Document text ->
....................

Extractive question answering (QA) is the task of selecting an answer phrase (span) to a question given an evidence document. Due to the easiness of evaluation (compared to generative QA) and the fine-grainess of the answer (compared to sentence-level QA), it has become one of the most popular QA tasks, driven by massive new datasets such as SQuAD Rajpurkar et al. (2016) and TriviaQA Joshi et al. (2017). Current QA models heavily rely on explicitly learning the interaction between the evidence document and the question using neural attention mechanisms (Wang and Jiang, 2017; Xiong et al., 2017; Seo et al., 2017; Lee et al., 2016, inter alia), in which the model is fully aware of the question before or as it reads the document. As a result, despite significant advances, they have not led to the standalone representation of document discourse which is nevertheless a key goal of research in reading comprehension. Furthermore, QA models that condition the document representation on a question have the practical scalability downside that the entire model should be re-applied on the same document for every question.
In this paper, we formalize a modular variant of the QA task, Phrase Indexed Question Answering (PIQA), that enforces complete independence between document encoder and question encoder (Figure 1). In PIQA, all documents are processed independently of any question to generate phrase index vectors (blue nodes in the figure) for each answer candidate (left boxes in the figure). Similarly, the questions are independently mapped to query vectors (red nodes in figure). Then, at inference time, the answer is obtained by retrieving the nearest indexed phrase vector to the query vector. Hence the algorithms aimed at tackling PIQA have the inherent benefit of modularity and scalability compared to current QA systems.
The task setup is analogous to how documents or sentences are retrieved in modern search engines via similarity search algorithms Shrivastava and Li (2015). Nevertheless, there is a key distinction that search engines index each document by its content, while PIQA requires one to index each phrase in documents by its context.
We formally define the PIQA problem and provide baseline models for the new task. Our experiments show that the constraint introduced by PIQA leads to meaningful standalone document representations and practical scalability advantage, demonstrating the significance of the new task. Moreover, there is still a large gap between the baselines and the unconstrained state of the art, showing that the task is yet far from being solved. We have set up a leaderboard111nlp.cs.washington.edu/piqafor PIQA challenge and invite the research community to participate. We currently support SQuAD and plan to expand to other datasets as well.
2 Related Work
Massive reading comprehension question answering datasets Hermann et al. (2015); Hill et al. (2016); Dhingra et al. (2017); Dunn et al. (2017) have driven a large number of successful neural approaches (Kadlec et al., 2016; Hu et al., 2017, inter alia). Choi et al. (2017); Chen et al. (2017); Clark and Gardner (2017); Min et al. (2018) tackled large-scale QA by using a fast, coarse model (e.g. TF-IDF) to retrieve few documents or sentences and then using a slower, accurate model to obtain the answer. Salant and Berant (2018) proposed to minimize (but not prohibit) the influence of question when modeling the document. Similarly to ours, Lee et al. (2016) proposed to explicitly learn the representation for each answer candidate (phrase) in the document, but it was conditioned (dependent) on the question.
A closely related task to ours is that of retrieving a sentence/paragraph in a corpus that answers the question (Tay et al., 2017). A comprehensive survey for neural approaches in information retrieval literature is discussed in Mitra and Craswell (2017). We note that our problem is focused on phrasal answer extraction, which presents a unique challenge over sentence retrieval—the need for context-based representation as opposed to the content-based representation in the sentence-retrieval literature.

....................

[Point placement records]
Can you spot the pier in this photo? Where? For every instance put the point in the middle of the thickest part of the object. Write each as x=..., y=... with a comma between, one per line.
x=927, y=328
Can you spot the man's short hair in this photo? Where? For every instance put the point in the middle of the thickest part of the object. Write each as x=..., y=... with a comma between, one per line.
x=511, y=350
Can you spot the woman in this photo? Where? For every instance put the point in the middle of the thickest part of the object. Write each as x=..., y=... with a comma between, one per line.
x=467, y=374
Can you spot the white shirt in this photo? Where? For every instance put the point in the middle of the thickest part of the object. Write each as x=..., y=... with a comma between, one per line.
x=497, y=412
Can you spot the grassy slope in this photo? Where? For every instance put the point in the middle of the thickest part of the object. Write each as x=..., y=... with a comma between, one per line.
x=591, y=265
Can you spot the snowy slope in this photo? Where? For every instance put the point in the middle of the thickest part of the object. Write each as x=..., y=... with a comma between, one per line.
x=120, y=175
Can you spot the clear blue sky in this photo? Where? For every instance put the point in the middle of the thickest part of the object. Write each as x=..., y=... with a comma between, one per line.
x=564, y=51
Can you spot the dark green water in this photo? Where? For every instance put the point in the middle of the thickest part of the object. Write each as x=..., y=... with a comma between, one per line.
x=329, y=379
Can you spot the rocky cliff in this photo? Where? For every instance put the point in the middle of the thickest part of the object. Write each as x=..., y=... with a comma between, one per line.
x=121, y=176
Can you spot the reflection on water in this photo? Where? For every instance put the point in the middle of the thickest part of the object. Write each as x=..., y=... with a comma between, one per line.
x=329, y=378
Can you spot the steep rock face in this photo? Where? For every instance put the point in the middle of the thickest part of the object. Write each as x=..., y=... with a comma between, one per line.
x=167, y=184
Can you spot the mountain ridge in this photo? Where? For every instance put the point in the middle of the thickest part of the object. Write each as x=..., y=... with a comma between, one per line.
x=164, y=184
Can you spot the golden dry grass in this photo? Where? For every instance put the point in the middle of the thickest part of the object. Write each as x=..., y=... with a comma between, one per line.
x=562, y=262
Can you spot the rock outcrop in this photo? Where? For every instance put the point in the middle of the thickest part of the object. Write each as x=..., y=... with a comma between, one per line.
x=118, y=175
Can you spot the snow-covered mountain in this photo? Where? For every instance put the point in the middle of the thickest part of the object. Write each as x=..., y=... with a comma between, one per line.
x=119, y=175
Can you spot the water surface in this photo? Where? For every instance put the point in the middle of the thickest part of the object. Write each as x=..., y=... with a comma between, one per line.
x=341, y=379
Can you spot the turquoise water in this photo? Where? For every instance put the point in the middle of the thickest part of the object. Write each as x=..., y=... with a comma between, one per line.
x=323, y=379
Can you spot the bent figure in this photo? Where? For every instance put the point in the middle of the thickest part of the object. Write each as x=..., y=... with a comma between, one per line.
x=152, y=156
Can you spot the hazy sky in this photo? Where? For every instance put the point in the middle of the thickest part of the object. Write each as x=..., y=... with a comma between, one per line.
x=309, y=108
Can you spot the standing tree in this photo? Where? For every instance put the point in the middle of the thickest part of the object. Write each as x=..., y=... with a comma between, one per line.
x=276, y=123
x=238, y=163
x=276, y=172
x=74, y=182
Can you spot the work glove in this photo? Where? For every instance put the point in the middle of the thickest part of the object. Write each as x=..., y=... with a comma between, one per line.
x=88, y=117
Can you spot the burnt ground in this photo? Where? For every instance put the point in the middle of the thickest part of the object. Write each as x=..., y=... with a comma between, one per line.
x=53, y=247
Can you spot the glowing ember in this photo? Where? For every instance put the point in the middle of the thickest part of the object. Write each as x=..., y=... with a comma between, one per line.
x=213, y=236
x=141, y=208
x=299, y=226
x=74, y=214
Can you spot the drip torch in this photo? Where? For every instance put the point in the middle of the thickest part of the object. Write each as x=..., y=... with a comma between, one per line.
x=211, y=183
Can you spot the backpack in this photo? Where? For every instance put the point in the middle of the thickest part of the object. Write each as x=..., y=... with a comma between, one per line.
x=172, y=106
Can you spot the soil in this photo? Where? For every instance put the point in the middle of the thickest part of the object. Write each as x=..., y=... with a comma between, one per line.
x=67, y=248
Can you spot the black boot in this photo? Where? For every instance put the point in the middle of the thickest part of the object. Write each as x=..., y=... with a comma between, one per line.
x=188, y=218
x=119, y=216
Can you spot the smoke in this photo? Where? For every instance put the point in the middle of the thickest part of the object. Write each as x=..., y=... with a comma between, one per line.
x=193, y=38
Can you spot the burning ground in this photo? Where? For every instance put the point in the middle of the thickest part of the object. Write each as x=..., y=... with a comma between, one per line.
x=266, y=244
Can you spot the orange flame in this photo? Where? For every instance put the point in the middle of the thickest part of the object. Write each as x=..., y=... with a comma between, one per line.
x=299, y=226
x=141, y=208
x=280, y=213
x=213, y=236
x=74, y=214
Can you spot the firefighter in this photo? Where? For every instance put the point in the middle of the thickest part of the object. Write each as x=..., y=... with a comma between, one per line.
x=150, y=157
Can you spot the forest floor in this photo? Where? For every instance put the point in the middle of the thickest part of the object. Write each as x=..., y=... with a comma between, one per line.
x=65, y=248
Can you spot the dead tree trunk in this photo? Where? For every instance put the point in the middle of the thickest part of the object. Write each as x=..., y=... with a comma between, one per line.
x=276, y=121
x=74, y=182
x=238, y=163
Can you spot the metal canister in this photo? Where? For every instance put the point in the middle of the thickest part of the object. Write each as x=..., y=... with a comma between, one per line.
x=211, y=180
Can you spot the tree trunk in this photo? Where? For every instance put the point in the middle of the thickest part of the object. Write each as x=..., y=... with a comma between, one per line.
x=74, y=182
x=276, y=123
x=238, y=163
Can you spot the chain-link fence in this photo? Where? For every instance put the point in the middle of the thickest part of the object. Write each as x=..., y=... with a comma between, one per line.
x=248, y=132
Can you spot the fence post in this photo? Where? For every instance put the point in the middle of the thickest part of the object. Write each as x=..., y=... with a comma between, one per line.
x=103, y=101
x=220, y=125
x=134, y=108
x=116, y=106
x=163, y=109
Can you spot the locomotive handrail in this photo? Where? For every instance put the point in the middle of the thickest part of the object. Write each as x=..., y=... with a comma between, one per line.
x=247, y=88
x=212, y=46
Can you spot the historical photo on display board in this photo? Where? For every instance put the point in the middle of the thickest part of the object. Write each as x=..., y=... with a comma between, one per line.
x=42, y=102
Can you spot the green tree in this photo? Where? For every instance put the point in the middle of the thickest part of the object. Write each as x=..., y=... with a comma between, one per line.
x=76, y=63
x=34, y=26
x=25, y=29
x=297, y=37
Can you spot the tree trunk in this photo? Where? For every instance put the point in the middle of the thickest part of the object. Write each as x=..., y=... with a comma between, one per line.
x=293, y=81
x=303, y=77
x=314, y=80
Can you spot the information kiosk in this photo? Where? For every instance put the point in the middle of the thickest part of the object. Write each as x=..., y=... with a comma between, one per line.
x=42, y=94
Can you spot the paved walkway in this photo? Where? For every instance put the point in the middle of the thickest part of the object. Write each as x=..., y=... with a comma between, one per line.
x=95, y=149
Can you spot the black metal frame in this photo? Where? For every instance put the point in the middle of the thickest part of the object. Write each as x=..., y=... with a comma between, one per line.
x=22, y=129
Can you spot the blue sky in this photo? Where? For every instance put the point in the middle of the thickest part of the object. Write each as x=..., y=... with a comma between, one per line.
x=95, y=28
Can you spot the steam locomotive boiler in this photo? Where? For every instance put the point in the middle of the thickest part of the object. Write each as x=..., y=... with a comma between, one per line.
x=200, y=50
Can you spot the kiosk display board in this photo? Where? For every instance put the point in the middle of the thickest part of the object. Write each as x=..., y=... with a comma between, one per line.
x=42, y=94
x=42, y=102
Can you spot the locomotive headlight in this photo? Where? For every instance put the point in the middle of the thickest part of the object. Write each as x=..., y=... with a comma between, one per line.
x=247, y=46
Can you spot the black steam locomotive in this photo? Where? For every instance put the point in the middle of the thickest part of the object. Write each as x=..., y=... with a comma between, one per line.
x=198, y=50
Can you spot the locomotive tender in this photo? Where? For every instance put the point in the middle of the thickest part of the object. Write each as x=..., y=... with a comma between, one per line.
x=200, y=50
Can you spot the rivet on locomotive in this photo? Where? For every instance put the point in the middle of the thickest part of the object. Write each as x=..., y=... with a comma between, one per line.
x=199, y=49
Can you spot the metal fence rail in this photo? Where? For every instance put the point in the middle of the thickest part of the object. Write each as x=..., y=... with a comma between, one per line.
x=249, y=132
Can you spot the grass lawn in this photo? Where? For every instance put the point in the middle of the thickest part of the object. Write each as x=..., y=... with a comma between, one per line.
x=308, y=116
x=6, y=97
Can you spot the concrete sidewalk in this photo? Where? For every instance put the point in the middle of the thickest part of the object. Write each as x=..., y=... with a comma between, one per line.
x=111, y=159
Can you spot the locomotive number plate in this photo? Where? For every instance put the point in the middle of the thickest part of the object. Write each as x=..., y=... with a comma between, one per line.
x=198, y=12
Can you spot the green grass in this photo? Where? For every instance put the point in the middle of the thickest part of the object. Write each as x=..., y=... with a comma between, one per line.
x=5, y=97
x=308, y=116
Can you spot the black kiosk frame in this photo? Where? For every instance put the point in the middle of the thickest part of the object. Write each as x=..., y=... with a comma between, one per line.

....................

Exercise instructions -> From the text on phrase-indexed question answering, quote the part that begins with the words containing "The task setup" and ends with "by its context.". You won't need any of the lines to complete this.

Finished exercise ->
The task setup is analogous to how documents or sentences are retrieved in modern search engines via similarity search algorithms Shrivastava and Li (2015). Nevertheless, there is a key distinction that search engines index each document by its content, while PIQA requires one to index each phrase in documents by its context.